(Items listed in a dataset)
******
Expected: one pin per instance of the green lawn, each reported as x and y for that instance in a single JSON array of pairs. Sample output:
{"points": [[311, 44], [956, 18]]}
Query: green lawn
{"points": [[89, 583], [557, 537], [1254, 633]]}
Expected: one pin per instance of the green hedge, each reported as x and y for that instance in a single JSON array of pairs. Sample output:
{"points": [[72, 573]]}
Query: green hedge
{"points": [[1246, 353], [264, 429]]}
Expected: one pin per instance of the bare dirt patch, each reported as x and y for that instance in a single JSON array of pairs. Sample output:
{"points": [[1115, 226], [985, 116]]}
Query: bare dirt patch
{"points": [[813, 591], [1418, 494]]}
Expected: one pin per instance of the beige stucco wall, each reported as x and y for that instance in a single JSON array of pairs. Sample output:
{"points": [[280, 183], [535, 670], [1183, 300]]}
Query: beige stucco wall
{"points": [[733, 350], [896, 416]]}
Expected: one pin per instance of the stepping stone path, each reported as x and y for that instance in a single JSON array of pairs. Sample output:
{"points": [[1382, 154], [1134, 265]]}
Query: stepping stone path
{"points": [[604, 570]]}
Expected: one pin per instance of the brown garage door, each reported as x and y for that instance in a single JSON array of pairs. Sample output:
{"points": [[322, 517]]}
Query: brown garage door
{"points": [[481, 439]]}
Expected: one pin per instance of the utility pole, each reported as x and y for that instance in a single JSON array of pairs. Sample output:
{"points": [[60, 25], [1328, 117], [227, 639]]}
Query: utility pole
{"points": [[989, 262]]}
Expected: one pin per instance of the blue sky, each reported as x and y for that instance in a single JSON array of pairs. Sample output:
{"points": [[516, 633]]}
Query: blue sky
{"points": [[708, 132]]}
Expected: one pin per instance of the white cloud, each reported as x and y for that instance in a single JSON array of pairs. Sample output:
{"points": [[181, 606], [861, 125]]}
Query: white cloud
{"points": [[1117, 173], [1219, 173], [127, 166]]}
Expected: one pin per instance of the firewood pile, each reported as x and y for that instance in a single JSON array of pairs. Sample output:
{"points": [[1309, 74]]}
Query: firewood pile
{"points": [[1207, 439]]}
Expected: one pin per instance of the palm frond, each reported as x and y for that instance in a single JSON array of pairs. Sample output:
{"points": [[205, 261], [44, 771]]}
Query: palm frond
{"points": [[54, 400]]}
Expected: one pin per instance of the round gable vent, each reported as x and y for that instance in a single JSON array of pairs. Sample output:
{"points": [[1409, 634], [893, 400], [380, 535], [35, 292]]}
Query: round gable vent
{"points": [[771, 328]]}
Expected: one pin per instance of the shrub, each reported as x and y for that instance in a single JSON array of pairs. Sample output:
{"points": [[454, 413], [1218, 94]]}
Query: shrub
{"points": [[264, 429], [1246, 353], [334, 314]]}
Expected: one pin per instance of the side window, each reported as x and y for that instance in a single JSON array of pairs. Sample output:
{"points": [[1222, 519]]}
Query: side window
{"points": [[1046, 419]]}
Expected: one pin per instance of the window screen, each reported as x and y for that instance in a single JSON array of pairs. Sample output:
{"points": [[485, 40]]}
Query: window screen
******
▶ **What the task asks**
Retype all the records, matching them exactly.

▶ **Task answer**
Expected: one pin per instance of the green lawn, each reported as x and y for that instance in a single JSON array of pairs. Sample output:
{"points": [[311, 44], [956, 18]]}
Query: green lawn
{"points": [[89, 583], [557, 537], [1254, 633]]}
Expected: one pin per instance of the green hedge, each reported as x and y for that instance in a single JSON array of pairs. Sample output:
{"points": [[72, 573]]}
Query: green hedge
{"points": [[1246, 353], [264, 429]]}
Expected: one pin per instance of the bare dirt patch, each reported as x and y for that instance in a single JSON array of pairs. Sample output:
{"points": [[1115, 226], [985, 116]]}
Query: bare dirt patch
{"points": [[813, 591], [1418, 494]]}
Expected: one pin per instance of the beige stucco wall, each reported as x and y for that instance in a single JSON array of pairs. Sample output:
{"points": [[280, 183], [535, 670], [1183, 300]]}
Query: beige stucco wall
{"points": [[733, 350], [896, 416]]}
Expected: one pin per instance of the stepping stone path, each reported as x and y for that instance in a single JSON array of pairs. Sample output:
{"points": [[1382, 154], [1134, 265]]}
Query: stepping stone path
{"points": [[604, 570]]}
Expected: one pin per instance of the brown garage door, each reported as x and y for that instance in a single JSON array of pairs. Sample output:
{"points": [[322, 517]]}
Query: brown garage door
{"points": [[481, 439]]}
Expected: one pin per instance of the utility pole, each reported as x and y for that instance in a single JSON array of pairs. Sample output:
{"points": [[60, 25], [1328, 117], [227, 639]]}
Query: utility pole
{"points": [[989, 262]]}
Expected: one pin per instance of the blue sky, each reported as x and y for that instance in a single JSON array of pairs. Sample output:
{"points": [[516, 633]]}
Query: blue sky
{"points": [[708, 132]]}
Expected: one pin per instance of the white cloud, each reported as x and y for that instance in a single JSON array of pairs. Sample output:
{"points": [[181, 606], [861, 125]]}
Query: white cloud
{"points": [[1117, 173], [1219, 173], [127, 166]]}
Expected: one pin per instance of the firewood pile, each reported as x and y for that instance in a single JSON array of pairs. Sample output:
{"points": [[1309, 74]]}
Query: firewood pile
{"points": [[1207, 439]]}
Expected: one pin per instance of the palm frond, each reported as x and y for that instance in a single JSON array of pairs. Sample output:
{"points": [[205, 261], [44, 771]]}
Query: palm frond
{"points": [[54, 400]]}
Expected: one pin per instance of the round gable vent, each reported as x and y for that instance in a single JSON array of pairs. Sample output:
{"points": [[1409, 634], [893, 400], [380, 535], [35, 292]]}
Query: round gable vent
{"points": [[771, 328]]}
Expected: one pin per instance of the shrub, each reported as x and y for that instance in a single JSON array of pairs. Sample output:
{"points": [[454, 413], [1218, 94]]}
Query: shrub
{"points": [[264, 429], [1246, 353], [334, 314]]}
Expected: one pin per instance of the side window, each reported as x and y for that instance in a single JSON array of pairs. Sample output:
{"points": [[1222, 519]]}
Query: side window
{"points": [[1046, 419]]}
Expected: one pin per instance of the window screen, each reported as x and y for that instance in a single JSON array of pairs. Sample output:
{"points": [[485, 40]]}
Query: window screen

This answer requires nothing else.